EXERCISE DESCRIPTION:
Copy out the records word for word, starting with the first line and going on through the line that contains "[13,0,519,798]".

EXCERPTED RECORDS:
.....
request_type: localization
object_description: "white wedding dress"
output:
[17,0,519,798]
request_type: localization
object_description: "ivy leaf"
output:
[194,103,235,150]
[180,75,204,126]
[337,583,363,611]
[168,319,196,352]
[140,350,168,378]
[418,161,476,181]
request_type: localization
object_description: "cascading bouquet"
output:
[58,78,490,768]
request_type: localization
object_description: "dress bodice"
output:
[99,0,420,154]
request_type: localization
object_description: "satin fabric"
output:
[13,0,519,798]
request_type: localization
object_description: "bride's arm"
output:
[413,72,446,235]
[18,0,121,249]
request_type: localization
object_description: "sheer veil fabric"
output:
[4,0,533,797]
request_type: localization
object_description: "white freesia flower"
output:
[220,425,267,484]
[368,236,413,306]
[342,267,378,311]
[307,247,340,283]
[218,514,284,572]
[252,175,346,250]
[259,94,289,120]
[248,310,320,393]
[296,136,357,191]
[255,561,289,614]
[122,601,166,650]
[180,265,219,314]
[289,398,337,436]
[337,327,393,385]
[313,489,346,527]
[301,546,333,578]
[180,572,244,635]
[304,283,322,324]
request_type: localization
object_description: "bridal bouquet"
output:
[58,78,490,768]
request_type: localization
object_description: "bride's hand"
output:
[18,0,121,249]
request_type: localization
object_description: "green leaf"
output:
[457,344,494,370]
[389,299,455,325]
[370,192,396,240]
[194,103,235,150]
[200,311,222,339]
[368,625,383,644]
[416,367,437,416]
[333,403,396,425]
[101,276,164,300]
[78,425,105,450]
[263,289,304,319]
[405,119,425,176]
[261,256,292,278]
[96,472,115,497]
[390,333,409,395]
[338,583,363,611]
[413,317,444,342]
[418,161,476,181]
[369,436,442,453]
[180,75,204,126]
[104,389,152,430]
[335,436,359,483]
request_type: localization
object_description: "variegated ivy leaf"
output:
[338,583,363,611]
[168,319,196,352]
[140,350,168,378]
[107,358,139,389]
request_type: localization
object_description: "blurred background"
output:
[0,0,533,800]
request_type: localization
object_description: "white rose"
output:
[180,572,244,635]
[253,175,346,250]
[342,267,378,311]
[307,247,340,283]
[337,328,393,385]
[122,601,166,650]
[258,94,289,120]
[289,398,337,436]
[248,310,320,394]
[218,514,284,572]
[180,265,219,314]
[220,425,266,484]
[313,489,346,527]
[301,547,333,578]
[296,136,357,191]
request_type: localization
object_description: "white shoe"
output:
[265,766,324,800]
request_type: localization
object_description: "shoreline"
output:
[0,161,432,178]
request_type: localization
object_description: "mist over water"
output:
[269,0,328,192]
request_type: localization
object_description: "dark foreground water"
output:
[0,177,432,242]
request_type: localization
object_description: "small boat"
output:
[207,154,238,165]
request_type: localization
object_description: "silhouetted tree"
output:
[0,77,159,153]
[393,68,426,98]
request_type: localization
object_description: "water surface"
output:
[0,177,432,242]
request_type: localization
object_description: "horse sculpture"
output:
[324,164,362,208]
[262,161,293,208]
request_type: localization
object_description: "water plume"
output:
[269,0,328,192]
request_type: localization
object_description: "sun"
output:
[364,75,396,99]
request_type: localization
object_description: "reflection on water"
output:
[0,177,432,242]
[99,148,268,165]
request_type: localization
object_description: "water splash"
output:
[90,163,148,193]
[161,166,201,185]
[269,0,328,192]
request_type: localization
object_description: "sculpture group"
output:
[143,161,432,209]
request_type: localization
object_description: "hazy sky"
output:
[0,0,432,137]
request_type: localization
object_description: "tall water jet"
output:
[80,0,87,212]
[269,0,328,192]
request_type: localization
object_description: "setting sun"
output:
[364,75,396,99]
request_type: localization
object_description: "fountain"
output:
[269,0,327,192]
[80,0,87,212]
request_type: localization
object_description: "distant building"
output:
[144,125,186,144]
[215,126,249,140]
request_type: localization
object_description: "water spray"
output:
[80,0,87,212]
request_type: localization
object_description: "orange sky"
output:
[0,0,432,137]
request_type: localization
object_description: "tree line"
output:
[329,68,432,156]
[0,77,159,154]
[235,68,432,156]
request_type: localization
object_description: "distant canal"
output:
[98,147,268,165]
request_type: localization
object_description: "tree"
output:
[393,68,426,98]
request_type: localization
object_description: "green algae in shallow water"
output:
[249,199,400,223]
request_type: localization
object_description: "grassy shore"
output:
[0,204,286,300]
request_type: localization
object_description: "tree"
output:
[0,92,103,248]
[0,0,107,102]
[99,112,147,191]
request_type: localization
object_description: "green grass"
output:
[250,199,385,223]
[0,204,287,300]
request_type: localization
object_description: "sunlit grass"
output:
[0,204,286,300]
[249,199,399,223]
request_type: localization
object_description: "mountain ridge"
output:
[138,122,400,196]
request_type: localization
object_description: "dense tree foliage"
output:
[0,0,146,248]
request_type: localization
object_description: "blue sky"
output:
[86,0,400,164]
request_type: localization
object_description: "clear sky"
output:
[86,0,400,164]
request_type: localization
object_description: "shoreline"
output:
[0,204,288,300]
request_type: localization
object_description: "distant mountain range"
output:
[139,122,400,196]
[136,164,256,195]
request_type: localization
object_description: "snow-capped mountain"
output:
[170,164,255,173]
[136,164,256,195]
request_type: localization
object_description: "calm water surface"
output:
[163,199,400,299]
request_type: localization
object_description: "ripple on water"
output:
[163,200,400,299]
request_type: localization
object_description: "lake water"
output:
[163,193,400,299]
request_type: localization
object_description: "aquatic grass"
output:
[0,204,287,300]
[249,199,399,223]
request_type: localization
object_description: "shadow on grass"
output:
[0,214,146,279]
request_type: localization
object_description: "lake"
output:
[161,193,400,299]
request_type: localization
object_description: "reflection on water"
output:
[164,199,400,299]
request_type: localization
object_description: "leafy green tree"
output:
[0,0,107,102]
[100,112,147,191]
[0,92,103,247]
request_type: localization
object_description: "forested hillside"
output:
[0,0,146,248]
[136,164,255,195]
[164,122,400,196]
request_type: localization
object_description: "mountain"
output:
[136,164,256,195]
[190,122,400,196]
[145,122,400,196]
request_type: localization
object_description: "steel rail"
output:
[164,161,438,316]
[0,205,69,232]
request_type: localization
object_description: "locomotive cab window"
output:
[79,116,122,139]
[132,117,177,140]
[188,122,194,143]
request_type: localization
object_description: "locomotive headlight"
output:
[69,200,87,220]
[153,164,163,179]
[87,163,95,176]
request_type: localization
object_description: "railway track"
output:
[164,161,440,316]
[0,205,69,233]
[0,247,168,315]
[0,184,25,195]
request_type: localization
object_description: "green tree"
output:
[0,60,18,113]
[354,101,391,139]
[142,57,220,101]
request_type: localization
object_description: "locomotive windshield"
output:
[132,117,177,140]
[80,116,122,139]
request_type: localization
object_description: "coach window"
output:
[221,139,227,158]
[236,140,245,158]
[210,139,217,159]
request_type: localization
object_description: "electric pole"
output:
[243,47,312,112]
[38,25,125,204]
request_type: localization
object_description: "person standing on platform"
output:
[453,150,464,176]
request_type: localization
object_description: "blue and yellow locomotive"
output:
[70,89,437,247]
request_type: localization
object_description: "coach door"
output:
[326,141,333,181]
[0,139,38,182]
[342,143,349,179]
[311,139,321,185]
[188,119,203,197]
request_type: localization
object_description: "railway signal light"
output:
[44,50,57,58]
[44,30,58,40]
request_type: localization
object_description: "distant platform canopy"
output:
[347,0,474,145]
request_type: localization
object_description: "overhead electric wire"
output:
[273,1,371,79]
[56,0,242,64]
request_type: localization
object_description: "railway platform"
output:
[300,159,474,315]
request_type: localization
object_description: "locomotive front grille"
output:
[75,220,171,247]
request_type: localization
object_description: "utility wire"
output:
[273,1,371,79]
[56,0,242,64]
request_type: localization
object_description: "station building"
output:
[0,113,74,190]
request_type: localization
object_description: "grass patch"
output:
.....
IN RESPONSE:
request_type: localization
object_description: "white wedding dress"
output:
[17,0,519,798]
request_type: localization
object_description: "ivy leaf"
output:
[194,103,235,150]
[180,75,204,126]
[337,583,363,611]
[168,319,196,352]
[140,350,168,378]
[418,161,476,181]
request_type: localization
object_description: "cascading bouquet"
output:
[58,78,490,768]
request_type: localization
object_description: "dress bodice"
output:
[99,0,420,154]
request_type: localization
object_description: "satin fabric"
output:
[13,0,519,798]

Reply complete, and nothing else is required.